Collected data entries

***

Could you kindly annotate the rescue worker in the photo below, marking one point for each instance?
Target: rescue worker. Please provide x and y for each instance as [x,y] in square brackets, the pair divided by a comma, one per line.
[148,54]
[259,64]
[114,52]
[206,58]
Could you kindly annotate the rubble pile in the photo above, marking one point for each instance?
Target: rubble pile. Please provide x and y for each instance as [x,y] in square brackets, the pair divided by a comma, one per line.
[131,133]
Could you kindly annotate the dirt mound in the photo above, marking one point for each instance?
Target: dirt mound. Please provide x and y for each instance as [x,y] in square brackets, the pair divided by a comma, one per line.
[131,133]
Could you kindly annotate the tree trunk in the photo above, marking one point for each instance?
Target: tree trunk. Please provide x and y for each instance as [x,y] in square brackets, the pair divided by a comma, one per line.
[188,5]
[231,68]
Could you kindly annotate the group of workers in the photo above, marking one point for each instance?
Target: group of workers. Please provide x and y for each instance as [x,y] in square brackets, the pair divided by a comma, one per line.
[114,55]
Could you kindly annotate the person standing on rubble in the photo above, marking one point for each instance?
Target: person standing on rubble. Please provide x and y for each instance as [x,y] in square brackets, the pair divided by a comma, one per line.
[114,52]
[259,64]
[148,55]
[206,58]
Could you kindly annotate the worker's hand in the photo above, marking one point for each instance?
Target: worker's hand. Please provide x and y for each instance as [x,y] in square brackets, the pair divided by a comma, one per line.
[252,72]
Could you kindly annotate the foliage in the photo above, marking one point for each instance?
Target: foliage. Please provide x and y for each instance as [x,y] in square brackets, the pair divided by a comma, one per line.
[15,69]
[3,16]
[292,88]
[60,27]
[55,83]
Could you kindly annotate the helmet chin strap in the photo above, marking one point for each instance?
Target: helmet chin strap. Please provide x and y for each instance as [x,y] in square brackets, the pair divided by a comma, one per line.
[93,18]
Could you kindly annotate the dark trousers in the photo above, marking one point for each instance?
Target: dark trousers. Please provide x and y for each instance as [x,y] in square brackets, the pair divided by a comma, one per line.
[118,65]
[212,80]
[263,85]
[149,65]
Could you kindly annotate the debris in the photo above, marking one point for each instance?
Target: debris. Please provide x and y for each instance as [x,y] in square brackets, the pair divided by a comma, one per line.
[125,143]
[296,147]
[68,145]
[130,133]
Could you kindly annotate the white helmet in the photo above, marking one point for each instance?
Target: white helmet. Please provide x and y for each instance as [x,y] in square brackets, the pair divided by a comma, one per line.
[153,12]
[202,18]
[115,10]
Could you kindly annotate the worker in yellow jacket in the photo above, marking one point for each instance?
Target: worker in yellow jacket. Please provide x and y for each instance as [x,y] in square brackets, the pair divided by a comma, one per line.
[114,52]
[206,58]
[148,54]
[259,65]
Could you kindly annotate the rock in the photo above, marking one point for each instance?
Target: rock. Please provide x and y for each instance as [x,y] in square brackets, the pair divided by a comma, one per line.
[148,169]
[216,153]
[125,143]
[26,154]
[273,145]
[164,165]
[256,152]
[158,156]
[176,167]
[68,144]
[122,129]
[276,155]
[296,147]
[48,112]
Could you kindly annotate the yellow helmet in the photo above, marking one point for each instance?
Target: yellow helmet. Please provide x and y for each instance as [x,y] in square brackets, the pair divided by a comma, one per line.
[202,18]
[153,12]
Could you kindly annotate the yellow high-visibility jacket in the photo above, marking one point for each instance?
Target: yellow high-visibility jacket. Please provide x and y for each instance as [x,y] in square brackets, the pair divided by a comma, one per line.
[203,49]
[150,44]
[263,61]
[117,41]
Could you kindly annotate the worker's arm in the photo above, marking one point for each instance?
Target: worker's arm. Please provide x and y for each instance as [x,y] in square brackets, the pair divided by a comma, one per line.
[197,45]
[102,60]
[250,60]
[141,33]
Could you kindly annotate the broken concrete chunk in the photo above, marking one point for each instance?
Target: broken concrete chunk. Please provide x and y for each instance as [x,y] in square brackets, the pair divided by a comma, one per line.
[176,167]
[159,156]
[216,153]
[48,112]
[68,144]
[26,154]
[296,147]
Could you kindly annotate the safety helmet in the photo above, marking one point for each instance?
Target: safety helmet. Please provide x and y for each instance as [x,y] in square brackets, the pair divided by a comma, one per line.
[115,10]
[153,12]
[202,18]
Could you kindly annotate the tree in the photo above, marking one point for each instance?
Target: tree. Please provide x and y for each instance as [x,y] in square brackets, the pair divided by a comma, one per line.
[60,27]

***

Duplicate every item above line for line, changing nothing.

Could you kindly annotate the rescue worker in the photo below, marking one point for each instance?
Target: rescue worker. Please provide x and y for each instance as [x,y] in square brackets, the pair divided by a comma, one per line.
[148,54]
[259,64]
[114,52]
[206,58]
Could you kindly annotate the rubble pile in the photo above, marking one point for each instance?
Target: rubble pile. Please provide x and y for each instance as [x,y] in square brackets, the pair divided by a comma, one per line.
[131,133]
Could you kindly annotate the dirt mound in the photo above, marking one point for each instance?
Target: dirt mound. Please provide x and y for each instance as [x,y] in square brackets, the pair divided by a comma, one per line.
[131,133]
Could you kindly annotate the tree trunk in the photo above, marking one point for each instance?
Target: tree trunk. Please provide x and y for each instance as [x,y] in square brackets, the pair divided by a comma, one per line.
[188,5]
[231,68]
Could you kindly annotate the group of workers in the photo above, marking one point for each instance?
Target: group of workers. Please provide x and y for each instance as [x,y] in square brackets, the pair divided by a comma, one per line.
[114,55]
Could you kindly annotate the person standing on rubble in the photo above, marking one point for each instance?
Target: person standing on rubble. Please provide x and y for each instance as [x,y] in square brackets, the pair divided by a comma, one per line.
[114,52]
[259,64]
[148,55]
[206,58]
Could you kindly annotate the worker's hand in the photo above, marking one point for each instance?
Target: worker's hand. Please provide x and y for each instance as [x,y] in square brackets, the pair divided by a comma, one per line.
[252,72]
Could you kindly annotate the foliage in the photo above, marking one point for each instance?
Target: foliage. Please provide x and y for each instance as [x,y] in square brackets, the pair divided by a comma, one per line.
[15,69]
[3,16]
[292,88]
[60,27]
[55,83]
Could you kindly annotate the helmet chin strap in the photo above, marking one point for each instance?
Target: helmet chin strap. Please provide x and y for each instance as [x,y] in square brackets, the pair divided by a comma, one per line.
[93,18]
Could you kindly annotate the dark trousers in the photo above, marking one point for each instance?
Target: dark trousers. Please provide x and y for each instance as [x,y] in square brackets, the pair divided by a comma, one per line.
[118,65]
[212,80]
[263,85]
[149,65]
Could you kindly annotate the debris in the photo above, marking one point for each instance?
Target: debris. Please provide x and y for each instance as [x,y] in square brackets, the pair divided by a comma, one per line.
[125,143]
[296,147]
[68,145]
[130,133]
Could you kindly annotate the white helmet in the photo above, marking one point for each instance?
Target: white helmet. Please provide x and y for each instance as [x,y] in square brackets, the pair divided by a comma, one per line.
[153,12]
[202,18]
[115,10]
Could you kindly annotate the worker in yellow jacket in the photo above, marking one point for each instance?
Target: worker in yellow jacket. Please provide x and y for each instance as [x,y] in square brackets, the pair divided by a comma, one per line.
[114,52]
[206,58]
[148,54]
[259,65]
Could you kindly annotate the rock in the photo above, marking one point for each instance?
Target: rock. Please provide x and y for each instance as [x,y] in square brackets, the pair divided by a comma, one per line.
[148,169]
[216,153]
[125,143]
[26,154]
[273,145]
[164,165]
[256,152]
[158,156]
[176,167]
[68,144]
[122,129]
[276,155]
[296,147]
[48,112]
Could you kindly annotate the yellow helmet in the photo above, marking one point for each instance?
Target: yellow helmet. Please provide x and y for each instance as [x,y] in square brackets, the pair divided by a comma, one per line.
[202,18]
[153,12]
Could you kindly annotate the yellow high-visibility jacket in the photo above, marking one point for each instance?
Target: yellow high-visibility jacket. Please provide x and y for each instance as [x,y] in square brackets, the pair divided by a comma, one per line.
[203,49]
[150,44]
[263,61]
[117,41]
Could you kindly annotate the worker's arm in the photo above, marking one point for each instance?
Target: worker's arm. Please provide x and y for each instance as [x,y] in square brackets, the pair divided by a comma, one per line.
[197,45]
[102,60]
[250,60]
[141,33]
Could you kindly annotate the broken concrete chunk in the photo above, marking one point for each instance?
Target: broken concrete chunk. Please provide x and y for each instance as [x,y] in square brackets, the pair divided by a comma, one per line.
[176,167]
[159,156]
[216,153]
[48,112]
[68,144]
[26,154]
[296,147]
Could you kindly annotate the safety helmet in the photo above, marking one point for each instance?
Target: safety helmet. Please provide x and y for each instance as [x,y] in square brackets, the pair divided by a comma, one per line.
[115,10]
[153,12]
[202,18]
Could you kindly annotate the tree in the photo above, marking one point for each instance?
Target: tree. Please provide x and y for each instance as [x,y] in square brackets, the pair divided by a comma, one per line.
[60,27]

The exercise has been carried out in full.